Exercise data: Begin

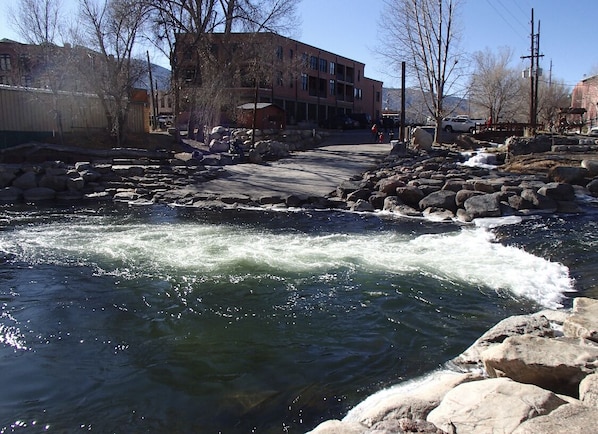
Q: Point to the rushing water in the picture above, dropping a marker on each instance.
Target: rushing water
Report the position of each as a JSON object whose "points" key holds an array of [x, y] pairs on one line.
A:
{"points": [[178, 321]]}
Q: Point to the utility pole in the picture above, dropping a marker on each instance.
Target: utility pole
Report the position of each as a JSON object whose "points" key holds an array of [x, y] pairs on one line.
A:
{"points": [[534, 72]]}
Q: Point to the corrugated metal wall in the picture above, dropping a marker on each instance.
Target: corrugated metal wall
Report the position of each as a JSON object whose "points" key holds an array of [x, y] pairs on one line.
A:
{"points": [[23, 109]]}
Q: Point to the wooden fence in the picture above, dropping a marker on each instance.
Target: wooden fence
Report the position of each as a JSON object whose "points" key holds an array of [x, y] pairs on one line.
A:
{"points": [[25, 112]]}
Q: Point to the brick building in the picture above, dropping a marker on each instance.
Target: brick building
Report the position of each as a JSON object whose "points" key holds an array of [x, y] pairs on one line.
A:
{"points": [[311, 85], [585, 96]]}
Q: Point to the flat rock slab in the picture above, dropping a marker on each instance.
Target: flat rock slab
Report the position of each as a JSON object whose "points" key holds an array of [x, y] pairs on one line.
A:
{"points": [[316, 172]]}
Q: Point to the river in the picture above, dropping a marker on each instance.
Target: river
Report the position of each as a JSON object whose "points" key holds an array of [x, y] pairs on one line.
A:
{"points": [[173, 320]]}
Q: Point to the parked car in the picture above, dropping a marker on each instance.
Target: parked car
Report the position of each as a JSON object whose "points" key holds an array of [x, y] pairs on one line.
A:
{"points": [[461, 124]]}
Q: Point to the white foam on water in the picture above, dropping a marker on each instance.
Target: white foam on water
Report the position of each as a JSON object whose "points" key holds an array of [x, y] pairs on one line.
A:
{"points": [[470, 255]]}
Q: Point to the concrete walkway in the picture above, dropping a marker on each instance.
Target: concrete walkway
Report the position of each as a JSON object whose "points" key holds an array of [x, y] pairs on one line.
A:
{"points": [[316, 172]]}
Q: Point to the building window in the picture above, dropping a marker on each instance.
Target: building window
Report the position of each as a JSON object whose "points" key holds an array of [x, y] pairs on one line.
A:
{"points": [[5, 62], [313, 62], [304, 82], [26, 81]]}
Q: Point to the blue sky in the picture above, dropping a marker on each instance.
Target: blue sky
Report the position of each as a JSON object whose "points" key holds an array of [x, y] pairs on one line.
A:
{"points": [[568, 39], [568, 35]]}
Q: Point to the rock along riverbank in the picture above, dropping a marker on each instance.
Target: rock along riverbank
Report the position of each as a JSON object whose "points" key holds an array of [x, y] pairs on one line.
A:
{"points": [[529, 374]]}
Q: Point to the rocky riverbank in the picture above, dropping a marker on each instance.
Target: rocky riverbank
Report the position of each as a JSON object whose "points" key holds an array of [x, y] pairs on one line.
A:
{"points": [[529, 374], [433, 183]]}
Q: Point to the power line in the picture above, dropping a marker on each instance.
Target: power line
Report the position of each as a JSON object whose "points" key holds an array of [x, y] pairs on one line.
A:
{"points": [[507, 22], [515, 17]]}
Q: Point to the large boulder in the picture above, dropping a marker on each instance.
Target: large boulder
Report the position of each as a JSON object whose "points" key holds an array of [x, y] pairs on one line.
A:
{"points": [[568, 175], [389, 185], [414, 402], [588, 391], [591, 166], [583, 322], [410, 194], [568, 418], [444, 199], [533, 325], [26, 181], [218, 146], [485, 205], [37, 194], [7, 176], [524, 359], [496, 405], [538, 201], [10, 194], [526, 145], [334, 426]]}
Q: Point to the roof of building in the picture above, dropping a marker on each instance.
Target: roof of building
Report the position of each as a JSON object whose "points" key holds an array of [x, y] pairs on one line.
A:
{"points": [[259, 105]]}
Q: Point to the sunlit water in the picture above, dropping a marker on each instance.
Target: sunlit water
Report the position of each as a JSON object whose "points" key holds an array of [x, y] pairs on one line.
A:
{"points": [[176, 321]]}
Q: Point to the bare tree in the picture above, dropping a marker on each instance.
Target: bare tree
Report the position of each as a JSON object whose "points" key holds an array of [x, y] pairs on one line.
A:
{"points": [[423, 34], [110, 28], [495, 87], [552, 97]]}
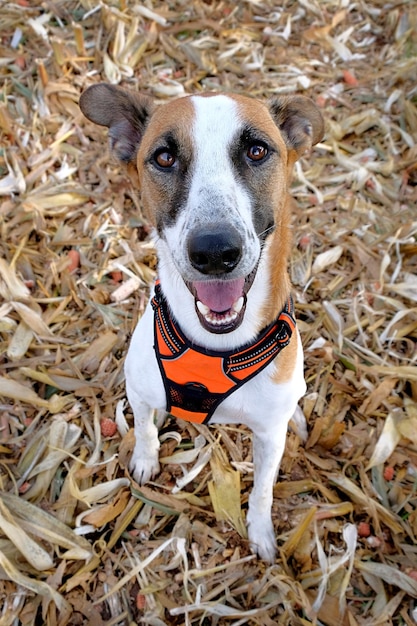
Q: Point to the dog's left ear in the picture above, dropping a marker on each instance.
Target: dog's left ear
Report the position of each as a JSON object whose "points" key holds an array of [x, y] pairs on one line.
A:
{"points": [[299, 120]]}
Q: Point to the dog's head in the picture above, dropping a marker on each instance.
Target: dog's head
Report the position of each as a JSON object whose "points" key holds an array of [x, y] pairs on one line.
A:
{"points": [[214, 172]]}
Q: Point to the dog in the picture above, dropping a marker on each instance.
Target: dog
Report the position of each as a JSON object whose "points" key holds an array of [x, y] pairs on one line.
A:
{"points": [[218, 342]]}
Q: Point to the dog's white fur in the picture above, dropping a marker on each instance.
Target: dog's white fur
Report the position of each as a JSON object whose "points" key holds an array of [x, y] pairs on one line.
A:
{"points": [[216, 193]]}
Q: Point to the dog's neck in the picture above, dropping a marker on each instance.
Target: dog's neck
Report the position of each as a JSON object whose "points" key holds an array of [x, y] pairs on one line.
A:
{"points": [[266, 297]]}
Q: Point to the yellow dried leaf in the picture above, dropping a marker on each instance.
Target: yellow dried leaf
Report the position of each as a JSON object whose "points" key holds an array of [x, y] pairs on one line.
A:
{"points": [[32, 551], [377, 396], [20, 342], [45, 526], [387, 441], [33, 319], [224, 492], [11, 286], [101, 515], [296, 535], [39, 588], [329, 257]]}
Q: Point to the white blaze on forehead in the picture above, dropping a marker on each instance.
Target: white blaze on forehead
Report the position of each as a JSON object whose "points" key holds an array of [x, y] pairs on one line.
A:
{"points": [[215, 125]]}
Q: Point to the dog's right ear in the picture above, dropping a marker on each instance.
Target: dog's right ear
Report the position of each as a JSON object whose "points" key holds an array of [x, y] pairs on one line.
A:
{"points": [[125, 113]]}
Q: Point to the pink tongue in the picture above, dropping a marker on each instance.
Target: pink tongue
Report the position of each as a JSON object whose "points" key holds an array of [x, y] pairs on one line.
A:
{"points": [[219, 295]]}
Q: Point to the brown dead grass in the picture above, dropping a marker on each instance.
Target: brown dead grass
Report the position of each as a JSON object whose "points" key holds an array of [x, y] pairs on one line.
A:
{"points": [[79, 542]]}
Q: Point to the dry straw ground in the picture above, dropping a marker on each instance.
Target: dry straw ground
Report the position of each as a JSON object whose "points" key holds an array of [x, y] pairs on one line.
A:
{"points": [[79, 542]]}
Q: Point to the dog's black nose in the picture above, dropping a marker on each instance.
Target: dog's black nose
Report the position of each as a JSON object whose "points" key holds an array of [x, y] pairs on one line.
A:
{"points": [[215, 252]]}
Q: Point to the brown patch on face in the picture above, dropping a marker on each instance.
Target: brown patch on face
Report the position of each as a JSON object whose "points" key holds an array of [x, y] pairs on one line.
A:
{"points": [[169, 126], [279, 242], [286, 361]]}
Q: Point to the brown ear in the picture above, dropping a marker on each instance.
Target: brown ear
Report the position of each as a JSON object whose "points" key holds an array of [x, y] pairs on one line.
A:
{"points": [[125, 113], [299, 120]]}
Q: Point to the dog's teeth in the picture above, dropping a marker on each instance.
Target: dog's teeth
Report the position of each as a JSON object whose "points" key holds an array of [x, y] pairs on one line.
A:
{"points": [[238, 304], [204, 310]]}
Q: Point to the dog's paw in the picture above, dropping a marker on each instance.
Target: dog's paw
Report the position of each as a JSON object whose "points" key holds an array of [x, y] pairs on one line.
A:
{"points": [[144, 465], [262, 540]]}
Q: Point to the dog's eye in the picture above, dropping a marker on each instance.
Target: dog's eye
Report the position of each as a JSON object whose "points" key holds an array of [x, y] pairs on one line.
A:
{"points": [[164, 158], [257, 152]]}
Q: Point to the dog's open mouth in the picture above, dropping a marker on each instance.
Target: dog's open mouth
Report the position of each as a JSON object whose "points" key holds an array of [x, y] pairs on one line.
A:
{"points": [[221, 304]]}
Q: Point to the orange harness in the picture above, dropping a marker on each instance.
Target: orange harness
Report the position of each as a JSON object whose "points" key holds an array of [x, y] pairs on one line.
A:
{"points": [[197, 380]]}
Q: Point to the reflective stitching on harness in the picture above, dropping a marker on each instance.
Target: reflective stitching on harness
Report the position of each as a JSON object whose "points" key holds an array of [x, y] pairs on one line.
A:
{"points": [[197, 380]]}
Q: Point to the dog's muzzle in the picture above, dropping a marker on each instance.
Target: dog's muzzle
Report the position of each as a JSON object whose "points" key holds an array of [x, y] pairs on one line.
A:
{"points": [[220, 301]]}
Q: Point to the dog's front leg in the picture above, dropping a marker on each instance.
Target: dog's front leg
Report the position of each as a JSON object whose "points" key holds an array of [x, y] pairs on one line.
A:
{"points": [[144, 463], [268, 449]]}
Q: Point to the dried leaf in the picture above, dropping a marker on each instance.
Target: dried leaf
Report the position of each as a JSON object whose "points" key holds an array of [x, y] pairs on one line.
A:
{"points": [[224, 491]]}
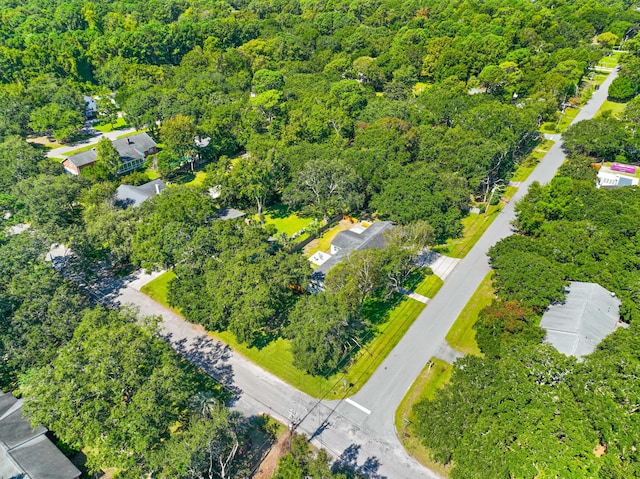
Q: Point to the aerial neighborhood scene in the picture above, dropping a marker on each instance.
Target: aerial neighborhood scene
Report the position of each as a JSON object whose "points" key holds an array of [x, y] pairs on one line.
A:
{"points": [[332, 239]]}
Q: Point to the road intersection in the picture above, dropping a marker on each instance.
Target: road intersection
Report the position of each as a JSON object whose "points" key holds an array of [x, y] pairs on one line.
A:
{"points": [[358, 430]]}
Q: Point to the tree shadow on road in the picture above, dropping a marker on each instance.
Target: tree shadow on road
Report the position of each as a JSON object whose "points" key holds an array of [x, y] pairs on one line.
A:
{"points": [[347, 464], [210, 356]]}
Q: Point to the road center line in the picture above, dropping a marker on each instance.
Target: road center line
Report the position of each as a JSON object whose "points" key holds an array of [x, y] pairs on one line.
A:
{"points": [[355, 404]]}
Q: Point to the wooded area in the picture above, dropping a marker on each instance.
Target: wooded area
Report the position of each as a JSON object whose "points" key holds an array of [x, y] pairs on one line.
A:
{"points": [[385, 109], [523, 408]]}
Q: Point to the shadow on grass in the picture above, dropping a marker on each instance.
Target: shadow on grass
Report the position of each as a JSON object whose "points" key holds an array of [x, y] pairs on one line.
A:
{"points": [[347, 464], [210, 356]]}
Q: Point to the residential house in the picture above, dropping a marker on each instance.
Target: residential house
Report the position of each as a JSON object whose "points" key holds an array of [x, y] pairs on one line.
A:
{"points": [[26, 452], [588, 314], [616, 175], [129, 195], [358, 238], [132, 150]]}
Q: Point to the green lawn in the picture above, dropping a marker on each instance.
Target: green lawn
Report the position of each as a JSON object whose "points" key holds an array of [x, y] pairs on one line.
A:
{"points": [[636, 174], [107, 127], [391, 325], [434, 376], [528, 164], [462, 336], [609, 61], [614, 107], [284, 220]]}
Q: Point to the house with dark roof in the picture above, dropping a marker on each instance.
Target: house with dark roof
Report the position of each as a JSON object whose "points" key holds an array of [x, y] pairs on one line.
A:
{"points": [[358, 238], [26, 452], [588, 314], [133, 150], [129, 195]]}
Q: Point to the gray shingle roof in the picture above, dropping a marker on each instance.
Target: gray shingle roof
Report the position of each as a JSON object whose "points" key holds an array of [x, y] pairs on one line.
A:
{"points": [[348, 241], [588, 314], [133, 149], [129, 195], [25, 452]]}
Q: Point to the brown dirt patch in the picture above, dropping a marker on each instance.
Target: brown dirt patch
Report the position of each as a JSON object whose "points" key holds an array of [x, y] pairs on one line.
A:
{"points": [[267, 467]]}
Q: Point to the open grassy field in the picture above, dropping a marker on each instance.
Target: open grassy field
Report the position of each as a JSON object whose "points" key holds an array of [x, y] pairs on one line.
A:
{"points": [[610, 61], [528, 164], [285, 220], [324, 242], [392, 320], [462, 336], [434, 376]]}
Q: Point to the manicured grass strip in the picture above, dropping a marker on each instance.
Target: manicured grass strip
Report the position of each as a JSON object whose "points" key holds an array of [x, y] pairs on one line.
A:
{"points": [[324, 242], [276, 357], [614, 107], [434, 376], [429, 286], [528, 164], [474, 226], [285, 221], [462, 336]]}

Exercise data: End

### Exercise
Without the pictures, copy the entries from their first line through the line containing "Target: parked car", and only those lines.

### Exercise result
Q: Point to the rushing water in the picture above, dropping a marker on each instance.
Target: rushing water
Report the position of each as a JSON object whose "points" key holds an array of [x, y] pairs on one line.
A:
{"points": [[178, 321]]}
Q: Point to the utility pole in the picture above, dropping a marker on each instance.
Target: utility pole
Report the position of each as a JSON object whose "points" key holds an array of [x, y] pairs on one line.
A:
{"points": [[534, 72]]}
Q: Point to the corrugated metal wall in the picture above, dropping a marker on each instance.
Target: corrugated metal wall
Report the position of each as a JSON object whose "points" key holds an array of [x, y] pairs on one line.
A:
{"points": [[23, 109]]}
Q: Point to the wooden fence in the picture above, dropping a marker on each instance.
Target: wooden fence
Report the position of each as a JSON object whose "points" key holds an array of [x, y] pairs on one line.
A:
{"points": [[25, 112]]}
Q: Point to the brick building in the picture above, dropping a marker on each instance.
Target: brick building
Report the position of each as a JSON object whose "points" key holds an array of [x, y] pairs on one line.
A:
{"points": [[311, 85], [585, 96]]}
Q: Point to the flat rock slab in the picture above, dropping a marker on each instance.
Target: flat rock slab
Report the position of each as a JSON object whose "points" key holds an array of [x, y] pairs on one line.
A:
{"points": [[316, 172]]}
Q: Point to the river in the picture above, dropping a marker on each instance.
Target: river
Report the position of each as a JSON object whose "points" key holds an array of [x, y] pairs on one line.
A:
{"points": [[173, 320]]}
Q: Point to the parked car in the picture above, dropping a marker on each instance.
Target: parked car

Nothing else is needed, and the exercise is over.